Task to complete:
Could you return all of the entries below exactly, minus the pictures?

##### Source material #####

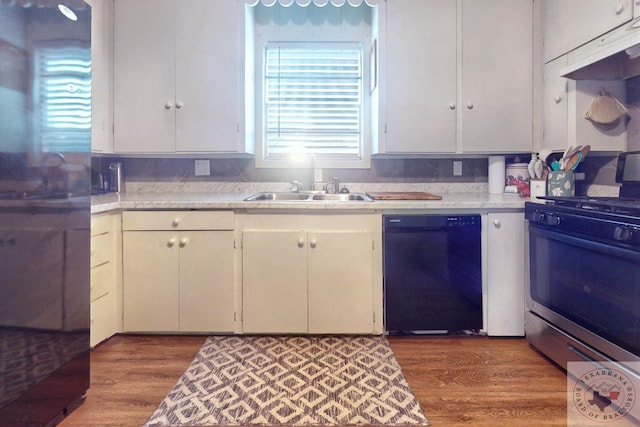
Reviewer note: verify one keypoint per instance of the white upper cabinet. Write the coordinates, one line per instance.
(177, 76)
(456, 89)
(497, 76)
(101, 90)
(572, 23)
(421, 77)
(555, 104)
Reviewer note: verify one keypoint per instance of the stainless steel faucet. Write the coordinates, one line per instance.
(333, 186)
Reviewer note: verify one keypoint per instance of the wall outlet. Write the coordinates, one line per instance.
(203, 168)
(457, 168)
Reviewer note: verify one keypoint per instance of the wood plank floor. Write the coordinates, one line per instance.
(459, 381)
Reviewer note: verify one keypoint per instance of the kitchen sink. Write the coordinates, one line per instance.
(309, 197)
(343, 197)
(37, 195)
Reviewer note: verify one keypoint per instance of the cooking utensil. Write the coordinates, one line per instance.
(544, 154)
(531, 167)
(569, 152)
(573, 161)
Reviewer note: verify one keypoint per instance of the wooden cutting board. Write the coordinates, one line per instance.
(402, 195)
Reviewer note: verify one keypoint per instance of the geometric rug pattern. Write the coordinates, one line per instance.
(291, 381)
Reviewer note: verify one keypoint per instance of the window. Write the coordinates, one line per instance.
(64, 98)
(313, 100)
(310, 93)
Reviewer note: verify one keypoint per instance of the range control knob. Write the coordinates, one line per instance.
(622, 233)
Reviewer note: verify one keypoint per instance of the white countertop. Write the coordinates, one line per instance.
(223, 200)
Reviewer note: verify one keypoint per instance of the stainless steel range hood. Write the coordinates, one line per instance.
(613, 56)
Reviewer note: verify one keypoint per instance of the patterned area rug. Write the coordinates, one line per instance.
(291, 380)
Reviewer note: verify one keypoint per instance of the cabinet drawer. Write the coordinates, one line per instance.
(178, 220)
(103, 319)
(101, 281)
(100, 249)
(100, 224)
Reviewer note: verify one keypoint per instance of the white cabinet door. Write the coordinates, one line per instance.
(177, 76)
(274, 281)
(555, 105)
(340, 281)
(206, 281)
(505, 274)
(101, 89)
(420, 77)
(572, 23)
(497, 76)
(144, 76)
(208, 71)
(151, 274)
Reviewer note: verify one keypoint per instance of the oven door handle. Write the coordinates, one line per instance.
(610, 249)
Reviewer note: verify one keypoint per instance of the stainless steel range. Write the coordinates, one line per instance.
(583, 299)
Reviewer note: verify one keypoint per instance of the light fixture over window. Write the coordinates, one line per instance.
(70, 14)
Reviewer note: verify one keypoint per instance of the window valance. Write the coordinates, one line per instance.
(320, 3)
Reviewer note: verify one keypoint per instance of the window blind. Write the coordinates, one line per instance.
(64, 83)
(313, 100)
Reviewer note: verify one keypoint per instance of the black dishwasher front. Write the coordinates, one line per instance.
(432, 273)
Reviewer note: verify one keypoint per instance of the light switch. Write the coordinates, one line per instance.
(203, 168)
(457, 168)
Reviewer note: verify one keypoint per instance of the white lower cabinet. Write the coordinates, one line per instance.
(311, 274)
(106, 283)
(505, 274)
(178, 271)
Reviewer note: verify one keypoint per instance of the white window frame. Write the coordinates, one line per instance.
(302, 159)
(66, 127)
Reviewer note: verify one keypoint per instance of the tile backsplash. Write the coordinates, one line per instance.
(243, 170)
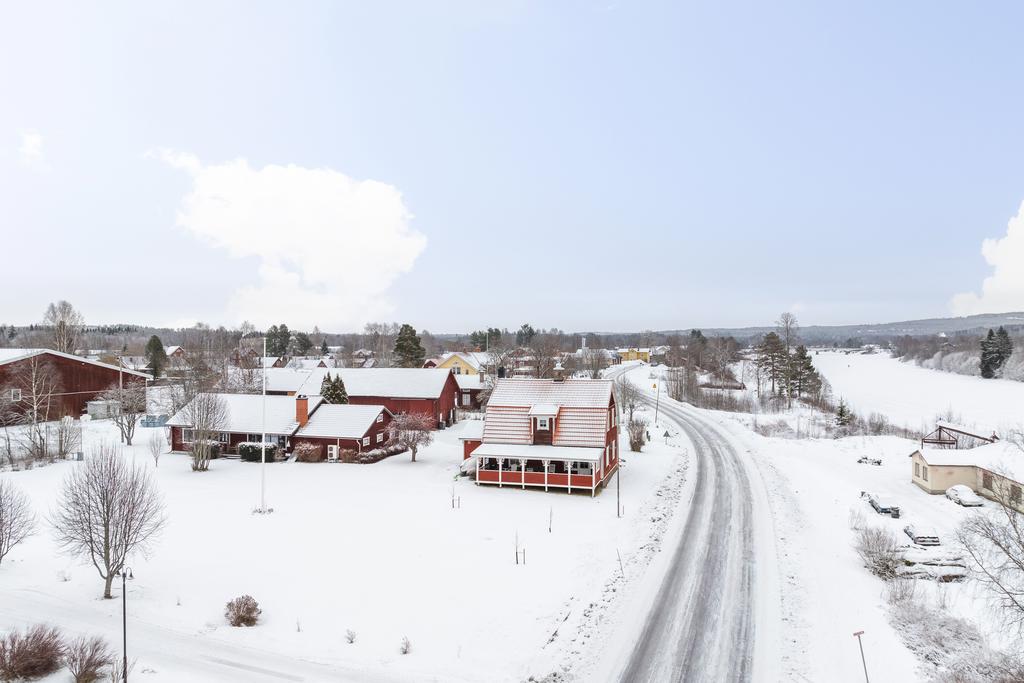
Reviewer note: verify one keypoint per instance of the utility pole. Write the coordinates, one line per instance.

#####

Response area:
Reviewer note: verify one keypoint per instance of the white upper cabinet. Write the coordinates, one line per instance.
(177, 76)
(456, 89)
(497, 76)
(101, 90)
(572, 23)
(421, 77)
(555, 104)
Reviewer note: verify one keypoint per instance of the stainless steel faucet. Write the coordinates, one line per instance.
(333, 186)
Reviewer note: verify one keypoint per instance of the wall outlet. Write the coordinates, one line per instance.
(203, 168)
(457, 168)
Reviewer note: verify one keypoint per instance of the wood plank floor. Write the coordinates, one line per instance.
(459, 381)
Reviewer note: verify one keypoint per instance of the kitchen sink. Write the coordinates, one line per instance.
(309, 197)
(343, 197)
(37, 195)
Reviewer note: verify one keypoint per instance of the cooking utensil. Write the coordinates, one line per instance.
(544, 154)
(531, 167)
(569, 152)
(573, 161)
Reviewer note: verify one keypoint per instance of the wooden cutting board. Write the coordinates, one line per instance.
(402, 195)
Reviewer note: verify one keypoint per instance of the geometric rug pattern. Write the coordinates, one line per instance.
(291, 381)
Reviewer note: verify one keypoint per instance of the window. Write the coordinates, one line per instance.
(64, 98)
(313, 100)
(310, 93)
Reviewer note: verify one keypoint per instance of the range control knob. Write the coordinates, one line per instance.
(622, 233)
Reviewer note: verify one keypoint per instance of the white countertop. Write the coordinates, one line per instance.
(223, 200)
Reviewer note: verify one keypoint per instance of the stainless steel range hood. Write the coordinates, one line per instance.
(613, 56)
Reviewer note: verify one keypoint per instance of the patterned area rug. Write the coordinates, one line per instance.
(291, 380)
Reviewer note: verify one keypoint per instance of the cabinet drawer. Write the coordinates, one line per instance.
(178, 220)
(103, 319)
(101, 281)
(100, 249)
(100, 224)
Reviewer note: verify one keypoint per instance of the white cabinet door. Write the coordinates, one line per instance.
(177, 76)
(274, 281)
(555, 105)
(340, 281)
(206, 281)
(505, 274)
(101, 89)
(420, 77)
(572, 23)
(497, 76)
(144, 76)
(208, 71)
(151, 274)
Reviewer note: verify one keypoint per instance of the oven door handle. Write the coordinates, one line per instance.
(610, 249)
Reviewer note: verify one keypoint per instance of the stainless steel range. Write the coordinates, one line per instance.
(583, 299)
Reviewer note: verify one keypoint per instance of the light fixture over window. Write the coordinates, one line per instance.
(70, 14)
Reviewer note: verify one keypoint per instance of the window valance. Write the coordinates, one line per instance.
(320, 3)
Reviewer note: verify one keypoint per instance of the window blind. Write the coordinates, one line per instance.
(64, 83)
(313, 100)
Reviewer note: verify one keypoint per instance of the black dishwasher front. Write the coordinates, one line per instance.
(432, 273)
Reviewer note: verify one keypoint per instance of the light switch. Write the coordinates, one line per instance.
(203, 168)
(457, 168)
Reviewer note: verify one keypoint per instance of the white lower cabinet. Write the coordinates, one line per instance.
(311, 274)
(106, 283)
(505, 274)
(178, 271)
Reviewer note: verify one keypoint per instance of the white window frame. Write the coordinates, one line per instance.
(302, 159)
(66, 127)
Reviewer note: verify one keypoint per instance of the tile backsplash. Write the coordinates, one line per instance.
(243, 170)
Reviewer note: verify one keypoint per instance of the utility pole. Write the coordinates, one line per instance.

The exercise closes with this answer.